BEGIN Material shown
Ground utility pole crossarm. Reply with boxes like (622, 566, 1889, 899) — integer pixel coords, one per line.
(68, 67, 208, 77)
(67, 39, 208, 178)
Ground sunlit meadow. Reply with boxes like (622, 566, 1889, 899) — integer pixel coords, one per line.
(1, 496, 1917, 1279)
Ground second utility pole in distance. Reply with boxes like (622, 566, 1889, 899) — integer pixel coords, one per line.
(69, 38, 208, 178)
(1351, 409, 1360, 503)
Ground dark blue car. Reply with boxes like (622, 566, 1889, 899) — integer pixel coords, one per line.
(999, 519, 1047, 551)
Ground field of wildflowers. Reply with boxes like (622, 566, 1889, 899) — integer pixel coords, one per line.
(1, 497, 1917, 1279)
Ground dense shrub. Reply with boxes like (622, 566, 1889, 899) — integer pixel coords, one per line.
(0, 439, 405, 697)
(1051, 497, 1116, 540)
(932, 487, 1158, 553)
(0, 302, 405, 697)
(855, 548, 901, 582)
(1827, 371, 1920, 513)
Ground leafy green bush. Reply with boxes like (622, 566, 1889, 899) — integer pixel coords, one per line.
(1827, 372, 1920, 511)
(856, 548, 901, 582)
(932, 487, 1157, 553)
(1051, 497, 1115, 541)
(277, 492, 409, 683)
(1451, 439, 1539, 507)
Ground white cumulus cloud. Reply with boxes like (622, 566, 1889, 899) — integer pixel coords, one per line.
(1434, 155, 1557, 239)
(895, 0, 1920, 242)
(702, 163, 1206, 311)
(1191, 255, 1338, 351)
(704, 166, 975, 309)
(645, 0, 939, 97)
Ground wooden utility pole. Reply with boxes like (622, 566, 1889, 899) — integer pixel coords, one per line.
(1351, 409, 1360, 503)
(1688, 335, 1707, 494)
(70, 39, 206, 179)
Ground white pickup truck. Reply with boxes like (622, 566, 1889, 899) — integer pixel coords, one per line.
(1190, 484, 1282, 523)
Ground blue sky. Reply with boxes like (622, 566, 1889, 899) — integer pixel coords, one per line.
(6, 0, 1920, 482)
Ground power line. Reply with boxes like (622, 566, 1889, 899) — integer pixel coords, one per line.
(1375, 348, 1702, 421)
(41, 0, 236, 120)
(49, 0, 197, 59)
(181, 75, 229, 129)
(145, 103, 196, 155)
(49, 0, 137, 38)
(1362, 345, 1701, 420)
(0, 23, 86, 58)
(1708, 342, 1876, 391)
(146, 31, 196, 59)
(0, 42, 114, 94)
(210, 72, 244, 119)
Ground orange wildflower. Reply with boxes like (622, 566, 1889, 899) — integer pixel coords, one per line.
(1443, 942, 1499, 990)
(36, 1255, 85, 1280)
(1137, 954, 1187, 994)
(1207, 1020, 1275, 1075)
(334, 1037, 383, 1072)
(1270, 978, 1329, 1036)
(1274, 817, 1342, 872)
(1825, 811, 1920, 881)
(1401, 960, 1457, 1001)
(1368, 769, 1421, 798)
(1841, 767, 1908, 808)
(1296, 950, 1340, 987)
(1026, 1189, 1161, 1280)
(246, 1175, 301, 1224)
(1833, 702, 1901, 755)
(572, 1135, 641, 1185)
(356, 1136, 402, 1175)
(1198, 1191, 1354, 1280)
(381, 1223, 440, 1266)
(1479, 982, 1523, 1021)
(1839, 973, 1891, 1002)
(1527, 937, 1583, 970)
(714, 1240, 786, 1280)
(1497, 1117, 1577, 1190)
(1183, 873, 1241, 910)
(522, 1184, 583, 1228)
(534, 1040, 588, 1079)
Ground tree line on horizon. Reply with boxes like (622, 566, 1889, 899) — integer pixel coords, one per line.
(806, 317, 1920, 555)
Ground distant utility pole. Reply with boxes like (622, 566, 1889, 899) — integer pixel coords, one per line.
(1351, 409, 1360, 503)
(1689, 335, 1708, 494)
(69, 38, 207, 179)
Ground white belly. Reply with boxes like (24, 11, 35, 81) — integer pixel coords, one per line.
END Material shown
Repeat the whole listing exactly, line for line.

Solved problem »
Ground utility pole crossarm. Reply with boxes like (622, 566, 1889, 899) — integer pixel coords, one per line.
(68, 67, 208, 77)
(67, 39, 208, 178)
Ground sunlit meadow. Reply with boxes like (622, 566, 1889, 899) — integer pixel coords, one per line.
(1, 496, 1917, 1279)
Ground second utility pole in distance. Reply with boxes like (622, 566, 1889, 899) — integer pixel coords, one per line.
(69, 38, 208, 178)
(1351, 409, 1360, 503)
Ground dark blue car. Reply with boxes like (622, 566, 1889, 899) — integer pixel coords, one per line.
(999, 519, 1047, 551)
Ground field of wildflowers. Reply with boxes like (622, 566, 1889, 899) — integer pixel coords, one per line.
(1, 497, 1917, 1279)
Ground dense shrub. Reply with boxes like (622, 566, 1889, 899) — integer pixel coords, one per line.
(0, 439, 405, 697)
(1051, 497, 1116, 540)
(932, 487, 1158, 553)
(0, 302, 405, 697)
(855, 548, 901, 582)
(1827, 371, 1920, 513)
Ground leafy green bush. Reply with boxes like (622, 566, 1889, 899) — integer pixel coords, one per line.
(1827, 372, 1920, 511)
(856, 548, 901, 582)
(932, 487, 1157, 553)
(1051, 497, 1115, 541)
(277, 492, 409, 683)
(1451, 439, 1539, 507)
Ground white cumulus cloud. Reply with boxes like (622, 566, 1889, 899) — integer pixel coords, one per line.
(1434, 155, 1557, 239)
(895, 0, 1920, 242)
(702, 163, 1206, 311)
(1191, 255, 1338, 351)
(704, 166, 975, 309)
(645, 0, 939, 97)
Ground wooden utility pole. Reply with boxes like (622, 566, 1889, 899) — integer pixel coords, one per line.
(1351, 409, 1360, 503)
(1688, 335, 1707, 494)
(70, 39, 206, 179)
Ground white pickup truck. Reply with boxes like (622, 566, 1889, 899) — integer pixel coords, one per line.
(1190, 484, 1282, 523)
Ground blue sky. Reply with boxes like (622, 566, 1889, 899) — integer pixel coords, one per line.
(6, 0, 1920, 482)
Ground power line. Reply with boxes like (622, 566, 1889, 899) — integer pixel coords, one per line.
(1375, 348, 1702, 421)
(41, 0, 236, 120)
(49, 0, 197, 59)
(181, 75, 229, 129)
(145, 103, 196, 155)
(49, 0, 137, 38)
(1362, 345, 1701, 420)
(0, 23, 86, 58)
(1708, 342, 1876, 391)
(146, 31, 196, 59)
(0, 42, 114, 94)
(210, 72, 244, 119)
Ground orange wildflower. Reply with boxes like (622, 566, 1889, 899) — integer pixel coords, one per line.
(1443, 942, 1499, 990)
(36, 1255, 85, 1280)
(1137, 954, 1187, 994)
(1207, 1020, 1275, 1075)
(334, 1037, 383, 1072)
(1270, 978, 1329, 1036)
(1274, 817, 1342, 872)
(1825, 811, 1920, 881)
(1401, 960, 1457, 1001)
(1368, 769, 1421, 798)
(1841, 767, 1908, 808)
(1296, 950, 1340, 987)
(1026, 1189, 1161, 1280)
(246, 1175, 301, 1224)
(1833, 702, 1901, 755)
(572, 1135, 641, 1185)
(356, 1136, 402, 1175)
(1198, 1191, 1354, 1280)
(381, 1223, 440, 1266)
(1479, 982, 1523, 1021)
(1839, 973, 1891, 1002)
(1527, 937, 1583, 970)
(714, 1240, 786, 1280)
(1497, 1117, 1577, 1190)
(1183, 873, 1241, 910)
(522, 1184, 583, 1228)
(534, 1040, 588, 1079)
Ground tree line on horizon. Reply with boxes like (622, 566, 1889, 899) — integer pixel coords, one per line.
(806, 317, 1920, 555)
Ground distant utility pole. Reply with boxes like (622, 566, 1889, 899) — integer pixel coords, one per line.
(1351, 409, 1360, 503)
(1689, 335, 1708, 494)
(69, 38, 207, 179)
Ground white belly. Reply with boxes like (24, 11, 35, 81) — integer pixel coords, one per line.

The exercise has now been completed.